(Point-per-instance localization data)
[Start of Attachment]

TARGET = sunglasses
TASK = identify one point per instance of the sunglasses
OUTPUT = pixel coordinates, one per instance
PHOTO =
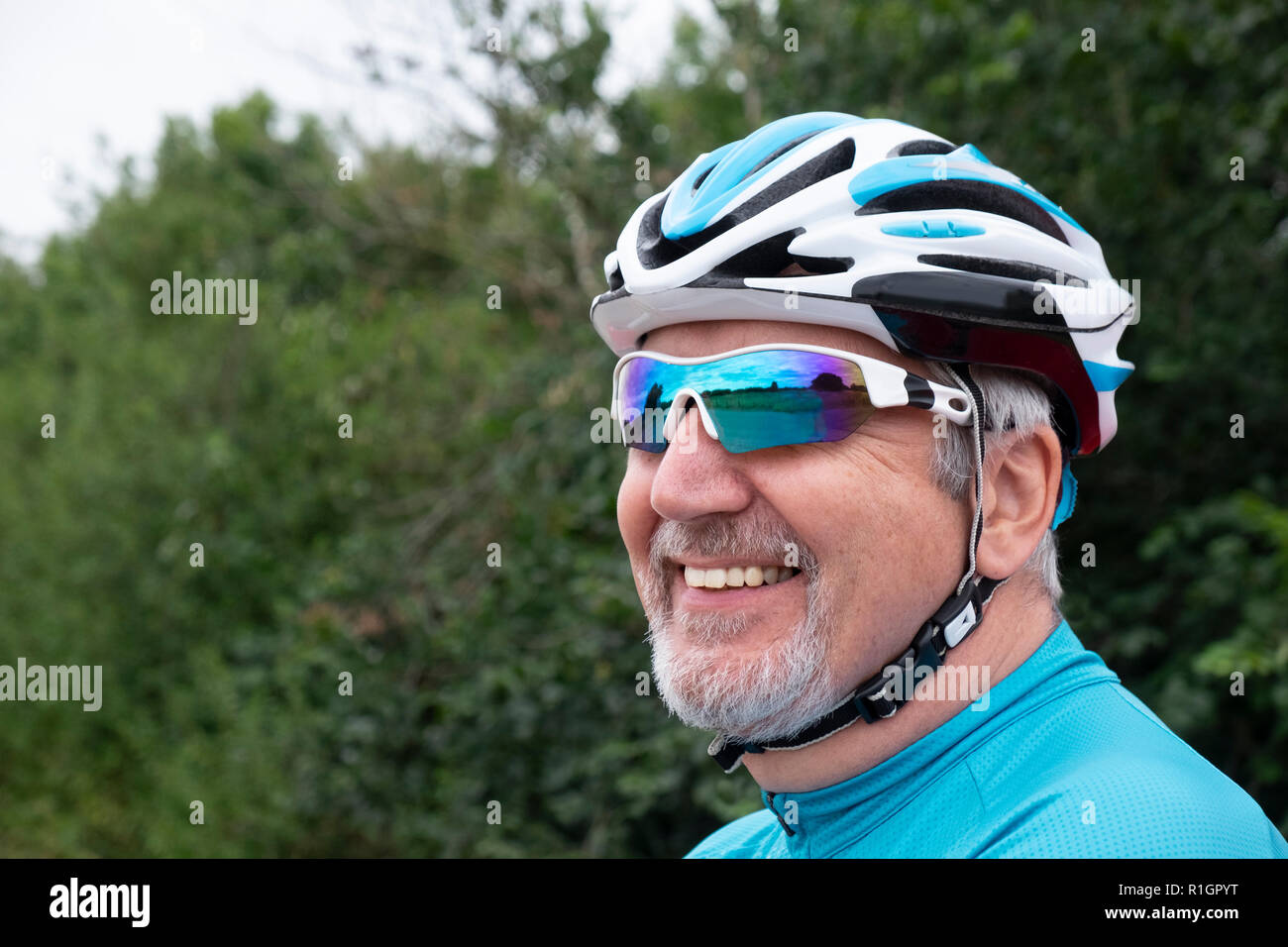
(767, 395)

[End of Attachment]

From the line with "OUTPUT = pixel coordinates, one per instance" to the final line of the entries above, reproduce each line exactly and nothing else; the pictures stay out.

OUTPUT = pixel coordinates, one per instance
PHOTO =
(767, 395)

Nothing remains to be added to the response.